[PROVIDED MATERIAL]:
* * * * * * * * *

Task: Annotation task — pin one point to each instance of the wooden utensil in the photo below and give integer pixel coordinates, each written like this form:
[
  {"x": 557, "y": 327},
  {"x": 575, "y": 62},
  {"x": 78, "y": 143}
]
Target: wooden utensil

* * * * * * * * *

[WHAT THE EXERCISE ASKS]:
From the material above, copy every line where the word "wooden" is found.

[RESULT OF THE TASK]:
Task: Annotation task — pin one point to each instance of the wooden utensil in the photo below and give integer pixel coordinates, each written like this form:
Target: wooden utensil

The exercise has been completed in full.